EXCERPTED TEXT:
-------
The Total Water Cycle

Water and the cycle of water are critical to sustaining life. The Total Water Cycle will investigate the complex interrelationship, use and flow of the water resource in our urban environment.

Sustainable engineeiring, naref, cetd. links

Water and Us

The water cycle in an urban environment includes several different components. These components include water treatment plants and stormwater drainage networks and are vital aspects to maintaining a functional healthy community. Students can investigate the cycle of water through our urban environment and the processes involved in:

  • Drinking water treatment and supply

  • The chemistry of water treatment

  • Wastewater treatment

  • Stormwater and waterway management

The importance of water recycling and reuse will be investigated within our community looking at techniques and processes of water conservation that can be undertaken within the home at school or in the work environment.

Water in our Catchment

The movement and flow of water from rainfall to outfall is complex. Through connection of atmosphere, land and sea, the water cycle conveys water through our urban environment, with one component of the cycle driving another. As water evaporates, vapours rise and condense to form clouds which, through precipitation, return water to drainage lines, groundwater, waterways and wetlands and eventually the ocean, where the Sun can drive evaporation and the water cycle process begins once more.

Students can investigate the differing components of the water cycle including:

  • Evaporation
  • Transpiration
  • Condensation
  • Precipitation

In our urban environment, the movement of stormwater is critically important. Stormwater includes any water that runs off roads, pavements and roofs and is transported to the ocean through a network of gutters, pipes, drains creeks and channels.

Students can learn about the journey of stormwater in our environment (Where Does Our Stormwater Go?) as well as identifing:

  • Impacts of stormwater pollutants

  • Stormwater protection measures

  • Topography, landuse and catchment

Waterways and Wetlands

Waterways and wetlands have many important roles and functions including:

  • Controlling and filtering flood water

  • Providing fish and bird habitat areas and wildlife refuges

  • Providing recreational areas

Students can undertake water quality and wetlands health monitoring, analysing water quality and ecological indicators (macro-invertebrate survey), in order to understand the important and complex role of wetlands and waterways and encourage students to explore all aspects and linkages of these systems.



Sustainability in Action

Sustainability is about ensuring that what we have today is available for the future. Sustainability in Action demonstrates many practical methods of 'living sustainably for tomorrow.'

'EBalance' Classroom Sustainability Workshop

Everyday we utilise electricity produced, and transport powered from non - renewable fossil fuels. The 'EBalance' Classroom Sustainability Workshop will enable students to investigate traditional sources of power generation and the local and global implications of burning fossil fuels. The workshop will highlight renewable alternatives to non-renewable fossil fuels with activites including:

  • The Journey to School Carbon Calculator Challenge

  • Class Based Waste Stream Audit

  • Development of a Class/School based Sustainability Management Plan

Sustainability Learnscape

The Strand Wind Project at Townsville demonstrates the capturing and use of renewable energy - wind power. The Strand wind turbine can produce enough energy to power an average house in Townsville and reduce greenhouse emissions by approximately 6.3 tonnes a year.
-------
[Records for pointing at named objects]
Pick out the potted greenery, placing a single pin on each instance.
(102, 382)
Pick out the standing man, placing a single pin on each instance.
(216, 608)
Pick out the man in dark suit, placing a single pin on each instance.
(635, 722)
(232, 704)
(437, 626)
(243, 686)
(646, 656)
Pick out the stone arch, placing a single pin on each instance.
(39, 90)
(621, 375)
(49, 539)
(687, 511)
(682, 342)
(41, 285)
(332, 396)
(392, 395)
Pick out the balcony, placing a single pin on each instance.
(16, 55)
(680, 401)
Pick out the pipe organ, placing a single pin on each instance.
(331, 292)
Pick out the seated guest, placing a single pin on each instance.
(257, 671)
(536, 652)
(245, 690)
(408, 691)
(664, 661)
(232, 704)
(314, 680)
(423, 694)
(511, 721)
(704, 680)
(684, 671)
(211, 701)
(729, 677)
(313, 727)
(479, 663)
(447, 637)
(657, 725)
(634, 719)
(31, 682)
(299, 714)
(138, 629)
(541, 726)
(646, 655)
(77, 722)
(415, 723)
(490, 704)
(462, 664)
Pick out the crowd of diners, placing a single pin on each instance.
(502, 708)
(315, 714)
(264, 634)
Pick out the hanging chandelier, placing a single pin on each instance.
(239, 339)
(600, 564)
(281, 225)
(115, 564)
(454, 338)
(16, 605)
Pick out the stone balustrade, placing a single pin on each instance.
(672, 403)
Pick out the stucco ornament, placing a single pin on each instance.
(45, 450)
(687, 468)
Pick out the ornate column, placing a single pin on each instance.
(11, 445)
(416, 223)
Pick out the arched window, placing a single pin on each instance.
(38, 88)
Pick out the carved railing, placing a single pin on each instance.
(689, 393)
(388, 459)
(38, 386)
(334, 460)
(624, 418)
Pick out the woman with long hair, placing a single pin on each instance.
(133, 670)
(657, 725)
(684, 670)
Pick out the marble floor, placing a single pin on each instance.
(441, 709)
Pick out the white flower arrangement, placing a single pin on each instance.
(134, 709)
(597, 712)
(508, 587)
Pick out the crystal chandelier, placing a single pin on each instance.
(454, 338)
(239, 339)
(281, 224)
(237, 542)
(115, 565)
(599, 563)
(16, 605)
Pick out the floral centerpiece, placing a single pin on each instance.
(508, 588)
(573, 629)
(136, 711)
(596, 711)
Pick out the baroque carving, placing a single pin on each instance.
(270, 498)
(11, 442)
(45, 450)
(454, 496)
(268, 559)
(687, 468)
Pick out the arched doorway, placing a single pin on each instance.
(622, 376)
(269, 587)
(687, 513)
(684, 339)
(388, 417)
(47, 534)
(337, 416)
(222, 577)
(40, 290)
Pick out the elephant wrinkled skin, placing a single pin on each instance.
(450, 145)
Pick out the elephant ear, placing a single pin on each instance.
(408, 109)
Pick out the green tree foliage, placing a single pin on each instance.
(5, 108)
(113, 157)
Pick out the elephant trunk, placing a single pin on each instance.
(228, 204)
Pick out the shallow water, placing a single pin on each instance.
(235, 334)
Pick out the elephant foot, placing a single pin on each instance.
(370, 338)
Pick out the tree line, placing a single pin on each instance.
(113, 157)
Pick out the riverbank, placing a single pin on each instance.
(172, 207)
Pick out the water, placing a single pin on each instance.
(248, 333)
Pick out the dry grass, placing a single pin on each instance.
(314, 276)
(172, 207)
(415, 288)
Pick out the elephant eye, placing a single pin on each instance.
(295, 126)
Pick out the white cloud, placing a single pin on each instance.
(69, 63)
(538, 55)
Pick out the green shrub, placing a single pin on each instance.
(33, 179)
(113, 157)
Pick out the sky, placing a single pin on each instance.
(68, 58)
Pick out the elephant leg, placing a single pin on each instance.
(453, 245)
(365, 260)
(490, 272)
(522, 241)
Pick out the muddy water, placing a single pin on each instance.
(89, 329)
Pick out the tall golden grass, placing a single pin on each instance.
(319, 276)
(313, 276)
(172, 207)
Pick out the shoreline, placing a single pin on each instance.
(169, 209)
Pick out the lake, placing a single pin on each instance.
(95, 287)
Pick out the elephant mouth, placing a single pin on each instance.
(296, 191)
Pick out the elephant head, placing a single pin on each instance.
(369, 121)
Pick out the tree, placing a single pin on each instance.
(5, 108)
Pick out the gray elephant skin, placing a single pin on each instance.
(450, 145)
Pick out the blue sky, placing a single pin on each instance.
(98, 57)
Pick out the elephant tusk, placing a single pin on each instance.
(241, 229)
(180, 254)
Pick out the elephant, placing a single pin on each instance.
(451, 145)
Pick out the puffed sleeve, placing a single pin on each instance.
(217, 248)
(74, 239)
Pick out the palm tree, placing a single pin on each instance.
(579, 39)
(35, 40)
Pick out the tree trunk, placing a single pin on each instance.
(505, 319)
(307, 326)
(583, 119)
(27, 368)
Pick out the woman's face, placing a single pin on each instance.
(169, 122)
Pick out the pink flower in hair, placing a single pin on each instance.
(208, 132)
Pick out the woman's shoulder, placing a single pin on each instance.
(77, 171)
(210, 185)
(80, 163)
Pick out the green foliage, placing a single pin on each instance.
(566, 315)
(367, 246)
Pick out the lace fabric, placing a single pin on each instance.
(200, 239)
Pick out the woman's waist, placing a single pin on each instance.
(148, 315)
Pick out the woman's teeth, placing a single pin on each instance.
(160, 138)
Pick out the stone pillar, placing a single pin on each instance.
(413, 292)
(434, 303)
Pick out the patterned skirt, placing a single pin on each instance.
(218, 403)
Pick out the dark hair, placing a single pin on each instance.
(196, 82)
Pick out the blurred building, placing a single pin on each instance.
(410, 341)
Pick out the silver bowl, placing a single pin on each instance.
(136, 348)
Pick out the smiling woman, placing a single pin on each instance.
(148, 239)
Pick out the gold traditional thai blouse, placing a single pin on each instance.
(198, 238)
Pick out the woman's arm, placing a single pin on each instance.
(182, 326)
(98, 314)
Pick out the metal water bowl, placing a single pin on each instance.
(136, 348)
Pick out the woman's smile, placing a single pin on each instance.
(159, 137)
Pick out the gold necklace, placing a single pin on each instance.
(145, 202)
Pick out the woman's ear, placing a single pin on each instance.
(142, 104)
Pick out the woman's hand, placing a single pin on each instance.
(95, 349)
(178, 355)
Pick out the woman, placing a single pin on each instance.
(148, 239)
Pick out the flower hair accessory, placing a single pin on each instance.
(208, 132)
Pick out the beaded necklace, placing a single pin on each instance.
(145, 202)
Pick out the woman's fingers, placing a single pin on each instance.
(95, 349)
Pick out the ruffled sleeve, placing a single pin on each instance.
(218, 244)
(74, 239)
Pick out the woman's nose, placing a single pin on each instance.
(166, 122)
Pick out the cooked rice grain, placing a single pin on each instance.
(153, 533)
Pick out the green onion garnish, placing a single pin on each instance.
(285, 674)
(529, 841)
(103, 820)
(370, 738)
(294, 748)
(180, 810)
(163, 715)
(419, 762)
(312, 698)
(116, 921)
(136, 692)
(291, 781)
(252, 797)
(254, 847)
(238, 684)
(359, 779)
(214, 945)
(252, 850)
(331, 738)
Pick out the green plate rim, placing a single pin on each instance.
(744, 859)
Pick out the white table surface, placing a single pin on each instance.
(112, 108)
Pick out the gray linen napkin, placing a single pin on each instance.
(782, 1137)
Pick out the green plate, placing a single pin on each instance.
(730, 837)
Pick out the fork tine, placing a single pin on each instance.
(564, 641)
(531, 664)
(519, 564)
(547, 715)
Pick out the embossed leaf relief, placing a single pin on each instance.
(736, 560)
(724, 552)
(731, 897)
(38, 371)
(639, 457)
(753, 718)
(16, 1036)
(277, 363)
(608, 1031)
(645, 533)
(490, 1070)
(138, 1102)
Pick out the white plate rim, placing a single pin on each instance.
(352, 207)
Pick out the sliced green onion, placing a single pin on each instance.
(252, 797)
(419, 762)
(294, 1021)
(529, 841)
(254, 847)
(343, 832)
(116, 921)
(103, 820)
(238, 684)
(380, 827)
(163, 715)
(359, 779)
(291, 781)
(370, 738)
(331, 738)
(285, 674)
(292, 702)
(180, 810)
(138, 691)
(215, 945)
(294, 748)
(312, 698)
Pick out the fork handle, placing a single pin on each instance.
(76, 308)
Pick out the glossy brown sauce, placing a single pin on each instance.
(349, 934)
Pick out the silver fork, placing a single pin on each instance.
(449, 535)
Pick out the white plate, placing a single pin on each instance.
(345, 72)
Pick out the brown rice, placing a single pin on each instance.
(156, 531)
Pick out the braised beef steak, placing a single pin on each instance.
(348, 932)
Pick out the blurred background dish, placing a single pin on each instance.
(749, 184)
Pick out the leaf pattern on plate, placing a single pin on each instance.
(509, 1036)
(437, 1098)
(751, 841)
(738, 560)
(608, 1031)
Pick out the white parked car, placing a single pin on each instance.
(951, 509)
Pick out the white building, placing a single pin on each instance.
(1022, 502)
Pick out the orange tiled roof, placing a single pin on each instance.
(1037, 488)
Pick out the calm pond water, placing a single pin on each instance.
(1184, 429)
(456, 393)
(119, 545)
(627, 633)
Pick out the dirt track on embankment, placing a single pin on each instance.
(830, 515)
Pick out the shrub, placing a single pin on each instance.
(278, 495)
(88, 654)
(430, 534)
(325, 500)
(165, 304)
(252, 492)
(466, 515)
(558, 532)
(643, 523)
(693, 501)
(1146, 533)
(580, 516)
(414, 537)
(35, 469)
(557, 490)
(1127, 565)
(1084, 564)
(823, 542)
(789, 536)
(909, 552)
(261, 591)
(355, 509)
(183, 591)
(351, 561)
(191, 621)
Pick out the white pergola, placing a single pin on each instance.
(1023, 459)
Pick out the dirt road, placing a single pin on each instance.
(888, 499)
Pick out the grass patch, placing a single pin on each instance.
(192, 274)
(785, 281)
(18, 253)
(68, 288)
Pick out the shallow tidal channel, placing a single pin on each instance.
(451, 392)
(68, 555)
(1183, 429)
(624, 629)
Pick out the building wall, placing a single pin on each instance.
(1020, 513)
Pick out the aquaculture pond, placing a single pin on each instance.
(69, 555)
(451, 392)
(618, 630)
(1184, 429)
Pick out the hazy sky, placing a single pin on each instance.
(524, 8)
-------
WRITTEN TASK 1:
Can you output the part of the water cycle text that begins at the words "The importance of" and stops after "the work environment."?
WRITTEN TASK 2:
How would you put this sentence from the water cycle text into Spanish: "Sustainability is about ensuring that what we have today is available for the future."

TASK RESULT 1:
The importance of water recycling and reuse will be investigated within our community looking at techniques and processes of water conservation that can be undertaken within the home at school or in the work environment.

TASK RESULT 2:
La sostenibilidad consiste en garantizar que lo que tenemos hoy esté disponible para el futuro.